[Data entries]
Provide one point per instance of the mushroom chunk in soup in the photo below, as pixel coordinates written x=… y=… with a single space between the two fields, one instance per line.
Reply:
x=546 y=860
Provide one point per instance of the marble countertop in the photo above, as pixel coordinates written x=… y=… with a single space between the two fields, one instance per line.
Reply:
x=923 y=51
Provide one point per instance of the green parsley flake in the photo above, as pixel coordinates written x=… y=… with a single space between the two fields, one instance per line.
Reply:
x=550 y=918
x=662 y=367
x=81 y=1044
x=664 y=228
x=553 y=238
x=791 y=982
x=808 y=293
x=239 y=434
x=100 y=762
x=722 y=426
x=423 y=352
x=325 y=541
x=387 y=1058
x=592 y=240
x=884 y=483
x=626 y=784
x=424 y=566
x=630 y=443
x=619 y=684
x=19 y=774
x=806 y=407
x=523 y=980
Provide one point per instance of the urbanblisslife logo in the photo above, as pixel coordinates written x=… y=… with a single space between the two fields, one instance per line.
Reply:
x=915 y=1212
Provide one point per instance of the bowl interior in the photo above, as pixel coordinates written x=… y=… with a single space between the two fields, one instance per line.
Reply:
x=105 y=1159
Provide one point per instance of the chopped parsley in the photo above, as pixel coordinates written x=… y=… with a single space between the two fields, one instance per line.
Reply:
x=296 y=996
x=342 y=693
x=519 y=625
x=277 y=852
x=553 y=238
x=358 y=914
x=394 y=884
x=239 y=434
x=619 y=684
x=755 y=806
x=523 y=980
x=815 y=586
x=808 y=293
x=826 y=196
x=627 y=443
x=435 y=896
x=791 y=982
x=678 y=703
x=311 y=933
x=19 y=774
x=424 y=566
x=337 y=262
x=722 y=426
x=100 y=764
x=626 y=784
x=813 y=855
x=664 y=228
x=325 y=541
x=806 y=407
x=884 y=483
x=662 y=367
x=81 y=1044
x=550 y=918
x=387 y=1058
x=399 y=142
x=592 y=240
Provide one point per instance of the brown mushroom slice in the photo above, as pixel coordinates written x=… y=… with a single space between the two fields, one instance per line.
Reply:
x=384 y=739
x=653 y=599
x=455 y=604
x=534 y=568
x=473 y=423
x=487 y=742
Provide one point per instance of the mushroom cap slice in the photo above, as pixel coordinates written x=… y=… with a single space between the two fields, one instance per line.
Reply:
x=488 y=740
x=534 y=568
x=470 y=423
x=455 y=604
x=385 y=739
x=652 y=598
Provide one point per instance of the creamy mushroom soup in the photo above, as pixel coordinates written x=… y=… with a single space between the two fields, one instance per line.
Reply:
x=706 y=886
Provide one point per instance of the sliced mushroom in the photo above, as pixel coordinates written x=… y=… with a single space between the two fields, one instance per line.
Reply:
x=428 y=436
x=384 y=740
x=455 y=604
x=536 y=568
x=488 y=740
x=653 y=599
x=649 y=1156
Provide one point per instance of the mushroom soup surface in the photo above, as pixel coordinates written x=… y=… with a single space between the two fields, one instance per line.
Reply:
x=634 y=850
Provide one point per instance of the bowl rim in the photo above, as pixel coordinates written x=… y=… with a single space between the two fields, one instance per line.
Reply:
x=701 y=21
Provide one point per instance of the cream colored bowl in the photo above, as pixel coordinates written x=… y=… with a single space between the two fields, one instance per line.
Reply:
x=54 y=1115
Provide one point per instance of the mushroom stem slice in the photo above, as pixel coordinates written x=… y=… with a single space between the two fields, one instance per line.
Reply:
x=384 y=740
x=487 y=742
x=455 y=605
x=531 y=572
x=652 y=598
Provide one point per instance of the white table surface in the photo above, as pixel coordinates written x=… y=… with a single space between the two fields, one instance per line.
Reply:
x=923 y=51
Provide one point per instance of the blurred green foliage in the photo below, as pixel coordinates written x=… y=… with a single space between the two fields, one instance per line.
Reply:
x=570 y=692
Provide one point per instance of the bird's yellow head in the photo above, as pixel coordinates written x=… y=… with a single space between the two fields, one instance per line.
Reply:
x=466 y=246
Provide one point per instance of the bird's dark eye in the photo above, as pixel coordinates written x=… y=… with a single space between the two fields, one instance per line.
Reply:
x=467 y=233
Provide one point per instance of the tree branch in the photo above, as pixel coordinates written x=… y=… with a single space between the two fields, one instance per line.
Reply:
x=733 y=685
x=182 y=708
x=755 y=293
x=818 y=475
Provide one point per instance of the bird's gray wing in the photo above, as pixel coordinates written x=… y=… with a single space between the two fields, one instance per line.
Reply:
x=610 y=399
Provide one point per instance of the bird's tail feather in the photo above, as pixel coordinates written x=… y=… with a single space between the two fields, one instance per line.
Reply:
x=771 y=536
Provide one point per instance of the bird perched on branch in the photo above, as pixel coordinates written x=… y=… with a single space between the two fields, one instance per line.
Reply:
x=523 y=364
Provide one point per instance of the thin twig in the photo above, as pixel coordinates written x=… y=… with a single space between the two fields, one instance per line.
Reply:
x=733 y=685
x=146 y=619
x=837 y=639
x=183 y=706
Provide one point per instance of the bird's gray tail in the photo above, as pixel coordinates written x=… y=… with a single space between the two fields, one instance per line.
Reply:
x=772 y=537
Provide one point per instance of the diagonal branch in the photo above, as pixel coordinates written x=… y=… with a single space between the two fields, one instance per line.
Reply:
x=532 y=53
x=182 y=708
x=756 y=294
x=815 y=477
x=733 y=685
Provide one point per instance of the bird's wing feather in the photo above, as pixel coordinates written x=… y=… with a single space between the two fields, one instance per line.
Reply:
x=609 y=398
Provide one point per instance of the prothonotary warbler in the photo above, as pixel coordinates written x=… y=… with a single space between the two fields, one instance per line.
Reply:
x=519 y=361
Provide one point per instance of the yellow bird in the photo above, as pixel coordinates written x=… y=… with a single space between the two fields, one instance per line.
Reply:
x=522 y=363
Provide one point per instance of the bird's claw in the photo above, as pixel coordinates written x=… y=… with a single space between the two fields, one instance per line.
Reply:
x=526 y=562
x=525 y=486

- Task to carry out -
Above are the entries. Quote exactly the lines from the one bearing "Provide one point per instance of the urbanblisslife" through the one bearing "Provide one point per instance of the chopped".

- Expected output -
Provide one point per instance of the urbanblisslife logo in the photo above, as pixel coordinates written x=… y=… with a single space between the two fields, one instance per line.
Reply:
x=915 y=1212
Provide one point per instance of the bowl interior in the photo above, as pixel coordinates written x=… y=… with a single space between the two fields, one instance per line.
Reply:
x=105 y=1159
Provide one point per instance of the chopped parsley in the photo above, as pixel coordinates written x=… y=… with a single space between the two fields, one instance per line.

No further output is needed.